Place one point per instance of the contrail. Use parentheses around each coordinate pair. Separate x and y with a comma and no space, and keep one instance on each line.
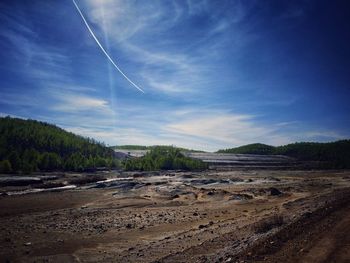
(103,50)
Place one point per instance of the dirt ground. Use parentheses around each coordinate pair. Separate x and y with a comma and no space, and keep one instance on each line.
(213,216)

...

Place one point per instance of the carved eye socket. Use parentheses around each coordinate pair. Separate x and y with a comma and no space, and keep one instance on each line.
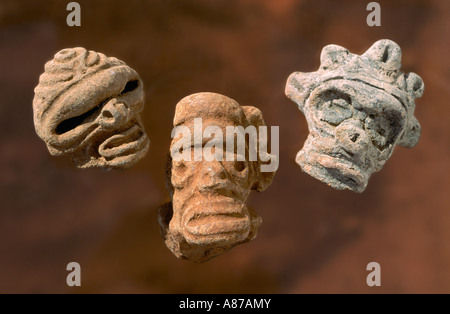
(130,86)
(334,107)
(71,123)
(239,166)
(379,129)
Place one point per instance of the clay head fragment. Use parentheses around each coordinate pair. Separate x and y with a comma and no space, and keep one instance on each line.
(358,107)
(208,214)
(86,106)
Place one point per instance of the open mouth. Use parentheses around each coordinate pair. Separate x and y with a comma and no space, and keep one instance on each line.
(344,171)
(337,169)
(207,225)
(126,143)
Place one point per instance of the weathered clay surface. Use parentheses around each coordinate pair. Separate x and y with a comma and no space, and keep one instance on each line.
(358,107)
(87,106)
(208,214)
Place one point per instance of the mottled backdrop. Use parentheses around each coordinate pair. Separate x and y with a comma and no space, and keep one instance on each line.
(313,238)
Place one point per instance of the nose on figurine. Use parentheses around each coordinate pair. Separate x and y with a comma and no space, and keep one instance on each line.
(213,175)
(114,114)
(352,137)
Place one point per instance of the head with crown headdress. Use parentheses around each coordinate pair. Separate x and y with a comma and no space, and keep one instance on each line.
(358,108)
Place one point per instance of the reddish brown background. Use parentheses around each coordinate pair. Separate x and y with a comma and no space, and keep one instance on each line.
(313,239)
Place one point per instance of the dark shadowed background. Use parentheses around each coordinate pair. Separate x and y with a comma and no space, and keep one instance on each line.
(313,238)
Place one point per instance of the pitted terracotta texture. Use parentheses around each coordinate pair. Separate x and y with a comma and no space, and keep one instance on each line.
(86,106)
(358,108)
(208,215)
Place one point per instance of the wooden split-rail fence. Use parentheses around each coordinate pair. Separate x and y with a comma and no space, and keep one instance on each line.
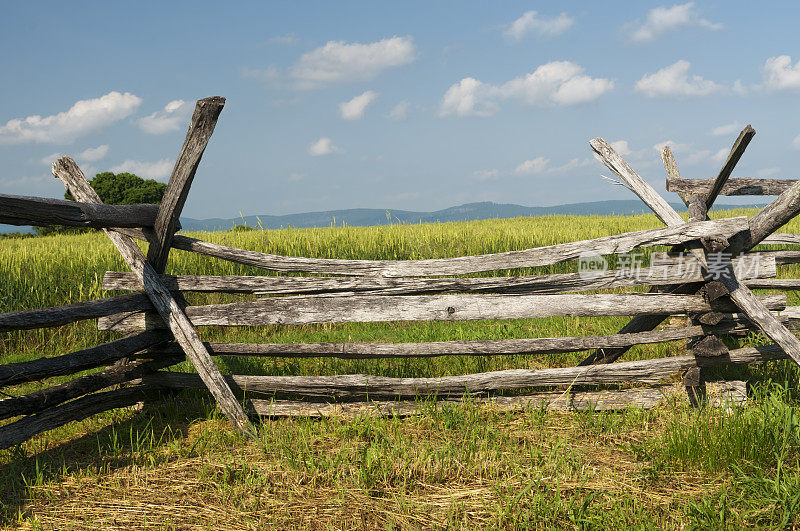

:: WHAT TO WORK ON ::
Everything from the line with "Place one point per instance of the pitted" through the line with "Place one point per instance of the wooden" in the listing above must be retyped exactly, with nothing added.

:: OUTPUT FOR THIS TASK ::
Place one point per instance of the pitted terracotta texture. Use parentheses around each coordinate pair. Separate x and y with a comma and no space, and keep one instance on each line.
(86,106)
(358,108)
(208,215)
Place one point per instance of the wooden split-rail fence. Use parentheses around each coordinate pair. Separate x and y with a comma and no space, and keep one instance on each line.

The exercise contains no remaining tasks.